提供テキスト:
┌────────

表題番号:1997A-082 日付:2002/02/25
研究課題光合成生物の酸化的ストレスに対する応答機構
研究者所属(当時) 資格 氏名
(代表者) 教育学部 教授 櫻井 英博
研究成果概要
色硫黄細菌Chlorobium tepidumから、調製時に嫌気性が保持されるように特に注意を払うことにより、光化学反応活性の高い反応中心粒子(PS-C)を得た。PS-Cの調製時に酸素が混入すると、光照射による安定な電荷分離は得られず、バクテリオクロロフィルのtripletが著しく増大することが判った。その原因の一つとして、Fe-Sセンターの酸素による破壊が推定される。
 緑藻Chlamydomonasの培養条件と酸化的ストレス防御系諸酵素のレベルの関係を調べた。空気を通気したものと1%炭酸ガスを含む空気を通気したものとの比較では、一般に前者の方が諸酵素の活性レベルが高かった。後者の条件で培養したものにパラコート添加により酸化的ストレスを与えると、カタラーゼ活性は増大したが、予想に反してスパーオキシドディスムターゼ(SOD)の活性は低下した。Chlamydomonasには少なくとも4つのSODアイソザイムがあるので、電気泳動後の活性染色によりそれぞれの活性を調べたところ、1つあるFe-SODの活性が低下しているが、Mn-SODの活性には変動がないことが判った。Fe-SODを、ゲル電気泳動後にニトロセルロース膜にブロッティングし、抗体を用いて定量したところ、活性の低下に見合って蛋白質量も低下していることが判った。

└────────

作業指示: 上の光合成生物の酸化的ストレス応答に関する研究報告を、一字も変えずに全文書き写してください。

提示資料:

┌────────

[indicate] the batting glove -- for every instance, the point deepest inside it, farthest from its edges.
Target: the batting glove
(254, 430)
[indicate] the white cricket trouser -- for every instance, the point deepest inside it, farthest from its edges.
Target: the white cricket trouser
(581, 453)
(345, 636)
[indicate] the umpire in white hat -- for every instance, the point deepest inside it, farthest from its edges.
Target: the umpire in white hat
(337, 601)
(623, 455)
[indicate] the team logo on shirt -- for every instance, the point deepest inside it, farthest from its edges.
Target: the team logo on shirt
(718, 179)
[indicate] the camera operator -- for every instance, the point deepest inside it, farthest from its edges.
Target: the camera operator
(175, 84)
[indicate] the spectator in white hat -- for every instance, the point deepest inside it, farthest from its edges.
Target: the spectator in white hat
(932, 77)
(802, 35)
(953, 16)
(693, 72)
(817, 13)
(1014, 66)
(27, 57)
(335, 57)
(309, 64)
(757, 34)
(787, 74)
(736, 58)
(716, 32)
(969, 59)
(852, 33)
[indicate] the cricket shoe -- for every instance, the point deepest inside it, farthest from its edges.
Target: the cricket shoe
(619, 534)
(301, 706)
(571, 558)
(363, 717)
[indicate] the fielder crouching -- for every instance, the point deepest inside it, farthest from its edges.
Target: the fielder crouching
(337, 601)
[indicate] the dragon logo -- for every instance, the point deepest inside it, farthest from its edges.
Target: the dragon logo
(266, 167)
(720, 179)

└────────

作業結果:
表題番号:1997A-082 日付:2002/02/25
研究課題光合成生物の酸化的ストレスに対する応答機構
研究者所属(当時) 資格 氏名
(代表者) 教育学部 教授 櫻井 英博
研究成果概要
色硫黄細菌Chlorobium tepidumから、調製時に嫌気性が保持されるように特に注意を払うことにより、光化学反応活性の高い反応中心粒子(PS-C)を得た。PS-Cの調製時に酸素が混入すると、光照射による安定な電荷分離は得られず、バクテリオクロロフィルのtripletが著しく増大することが判った。その原因の一つとして、Fe-Sセンターの酸素による破壊が推定される。
 緑藻Chlamydomonasの培養条件と酸化的ストレス防御系諸酵素のレベルの関係を調べた。空気を通気したものと1%炭酸ガスを含む空気を通気したものとの比較では、一般に前者の方が諸酵素の活性レベルが高かった。後者の条件で培養したものにパラコート添加により酸化的ストレスを与えると、カタラーゼ活性は増大したが、予想に反してスパーオキシドディスムターゼ(SOD)の活性は低下した。Chlamydomonasには少なくとも4つのSODアイソザイムがあるので、電気泳動後の活性染色によりそれぞれの活性を調べたところ、1つあるFe-SODの活性が低下しているが、Mn-SODの活性には変動がないことが判った。Fe-SODを、ゲル電気泳動後にニトロセルロース膜にブロッティングし、抗体を用いて定量したところ、活性の低下に見合って蛋白質量も低下していることが判った。